***** Data shown

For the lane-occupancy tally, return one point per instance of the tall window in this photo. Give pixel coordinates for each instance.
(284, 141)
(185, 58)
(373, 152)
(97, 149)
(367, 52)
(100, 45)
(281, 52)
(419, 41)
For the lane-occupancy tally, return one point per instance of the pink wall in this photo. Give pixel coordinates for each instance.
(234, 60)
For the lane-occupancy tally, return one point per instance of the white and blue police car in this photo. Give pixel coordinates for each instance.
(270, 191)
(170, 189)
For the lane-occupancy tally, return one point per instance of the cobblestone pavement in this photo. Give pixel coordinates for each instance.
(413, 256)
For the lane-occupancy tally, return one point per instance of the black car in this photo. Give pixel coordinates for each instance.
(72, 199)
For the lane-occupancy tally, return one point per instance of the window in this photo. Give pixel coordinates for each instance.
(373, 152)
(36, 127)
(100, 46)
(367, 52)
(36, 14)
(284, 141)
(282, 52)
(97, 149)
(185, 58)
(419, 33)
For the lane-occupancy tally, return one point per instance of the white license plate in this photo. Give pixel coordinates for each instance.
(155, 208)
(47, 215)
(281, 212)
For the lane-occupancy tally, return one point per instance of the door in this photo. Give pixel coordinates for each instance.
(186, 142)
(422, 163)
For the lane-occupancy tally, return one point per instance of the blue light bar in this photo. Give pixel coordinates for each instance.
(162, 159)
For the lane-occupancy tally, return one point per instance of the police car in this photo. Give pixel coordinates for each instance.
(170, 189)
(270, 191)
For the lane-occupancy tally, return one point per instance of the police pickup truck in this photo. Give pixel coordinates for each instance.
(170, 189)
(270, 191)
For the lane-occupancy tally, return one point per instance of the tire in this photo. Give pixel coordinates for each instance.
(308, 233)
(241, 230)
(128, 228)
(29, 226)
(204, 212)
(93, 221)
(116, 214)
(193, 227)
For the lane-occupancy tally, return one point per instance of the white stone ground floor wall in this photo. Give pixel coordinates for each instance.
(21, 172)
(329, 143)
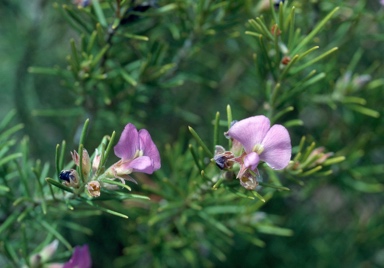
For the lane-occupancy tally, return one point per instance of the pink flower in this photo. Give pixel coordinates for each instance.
(137, 151)
(261, 143)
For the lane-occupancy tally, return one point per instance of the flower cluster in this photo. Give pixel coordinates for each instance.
(253, 141)
(137, 153)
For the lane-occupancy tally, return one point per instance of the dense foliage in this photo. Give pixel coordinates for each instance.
(74, 74)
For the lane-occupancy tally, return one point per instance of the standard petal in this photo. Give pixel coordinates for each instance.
(141, 164)
(251, 160)
(250, 131)
(277, 147)
(149, 148)
(128, 143)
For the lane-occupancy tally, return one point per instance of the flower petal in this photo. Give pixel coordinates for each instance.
(80, 258)
(250, 131)
(128, 143)
(141, 164)
(149, 148)
(277, 147)
(251, 160)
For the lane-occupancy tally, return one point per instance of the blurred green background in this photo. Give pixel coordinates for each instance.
(337, 221)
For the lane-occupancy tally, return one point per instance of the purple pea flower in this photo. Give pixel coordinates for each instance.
(137, 151)
(261, 143)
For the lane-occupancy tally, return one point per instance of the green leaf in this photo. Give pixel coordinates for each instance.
(200, 142)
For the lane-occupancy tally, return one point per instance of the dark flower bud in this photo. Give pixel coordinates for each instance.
(70, 178)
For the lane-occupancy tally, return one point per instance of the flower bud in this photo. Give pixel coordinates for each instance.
(93, 188)
(70, 178)
(86, 162)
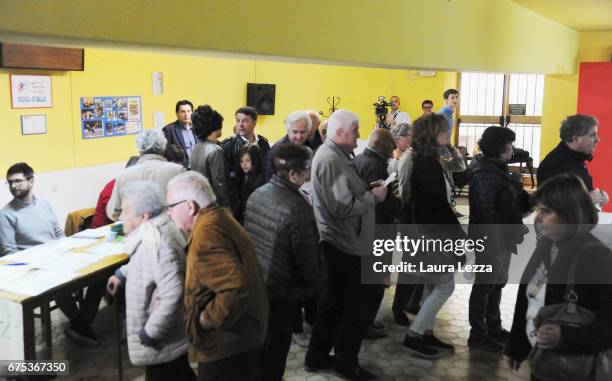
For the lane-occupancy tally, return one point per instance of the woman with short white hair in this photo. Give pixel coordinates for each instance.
(154, 281)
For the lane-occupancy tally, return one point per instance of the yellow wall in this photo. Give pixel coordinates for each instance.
(202, 78)
(561, 91)
(477, 35)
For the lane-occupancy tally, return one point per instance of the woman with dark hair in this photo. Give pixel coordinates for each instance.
(497, 204)
(248, 178)
(565, 217)
(431, 205)
(207, 156)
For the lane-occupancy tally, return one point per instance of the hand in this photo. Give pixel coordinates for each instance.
(599, 197)
(548, 336)
(113, 285)
(380, 192)
(513, 364)
(397, 153)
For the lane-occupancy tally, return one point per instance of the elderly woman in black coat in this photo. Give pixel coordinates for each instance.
(566, 217)
(497, 204)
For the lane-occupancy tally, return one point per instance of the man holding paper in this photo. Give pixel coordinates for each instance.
(28, 221)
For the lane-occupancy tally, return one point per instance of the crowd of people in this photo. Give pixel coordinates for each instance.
(235, 246)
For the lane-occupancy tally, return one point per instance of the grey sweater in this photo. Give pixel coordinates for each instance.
(24, 225)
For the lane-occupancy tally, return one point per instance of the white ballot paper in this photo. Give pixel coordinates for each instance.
(38, 281)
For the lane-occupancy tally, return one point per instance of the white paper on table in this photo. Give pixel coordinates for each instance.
(70, 262)
(107, 248)
(38, 281)
(38, 256)
(391, 178)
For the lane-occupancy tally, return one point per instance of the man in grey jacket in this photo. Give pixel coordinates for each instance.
(344, 210)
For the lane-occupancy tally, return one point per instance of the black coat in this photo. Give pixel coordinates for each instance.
(174, 135)
(563, 159)
(242, 187)
(268, 170)
(284, 232)
(495, 200)
(593, 286)
(371, 166)
(231, 150)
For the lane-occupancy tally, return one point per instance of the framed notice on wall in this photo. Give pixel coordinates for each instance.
(110, 116)
(31, 91)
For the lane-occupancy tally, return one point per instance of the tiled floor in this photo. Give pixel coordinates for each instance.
(386, 357)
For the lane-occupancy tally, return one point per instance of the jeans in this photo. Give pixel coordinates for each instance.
(243, 366)
(177, 369)
(337, 323)
(278, 340)
(443, 287)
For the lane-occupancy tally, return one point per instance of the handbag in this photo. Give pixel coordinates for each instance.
(560, 364)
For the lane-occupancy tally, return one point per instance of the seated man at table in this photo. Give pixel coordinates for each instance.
(27, 221)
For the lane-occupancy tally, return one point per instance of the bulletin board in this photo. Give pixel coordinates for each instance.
(103, 117)
(594, 98)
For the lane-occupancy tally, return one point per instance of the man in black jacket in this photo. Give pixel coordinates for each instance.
(578, 141)
(179, 133)
(298, 125)
(284, 231)
(372, 166)
(246, 119)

**********

Exercise description:
With the line containing "of the framed" as the first and the last line of the records as the final one, print exactly the lines in that span.

Correct output:
For the lane-occupancy tally, return one point per instance of the framed notice on wall in this photo. Give pixel coordinates for each instance.
(110, 116)
(31, 91)
For the lane-occupancy tally, return one point per instance of the tiled floor in this photo. Give pixel coordinates for each instance.
(386, 357)
For the lane-occupancy tally, return one point per instance of the jeans in this photo. Give pixel coordinates for each instance.
(243, 366)
(177, 369)
(337, 323)
(278, 340)
(443, 287)
For the lane-occupancy tally, return one point per instance of the handbag in this photo. Give pixel coordinates for each instance.
(560, 364)
For the lane-occupancy tally, return one point per instance of the seated man at table in this photo. Give pixel coordinates for each instance.
(27, 221)
For the lane-occupancy tally, return one point per instance of the bulletin board in this photo. Give pixel coordinates for each instance.
(103, 117)
(594, 98)
For the lane-occupancy tally, return one point per instance of the man in black jacket in this photo. Give pixel coordinates for each instance.
(578, 141)
(179, 133)
(298, 125)
(284, 231)
(372, 166)
(246, 119)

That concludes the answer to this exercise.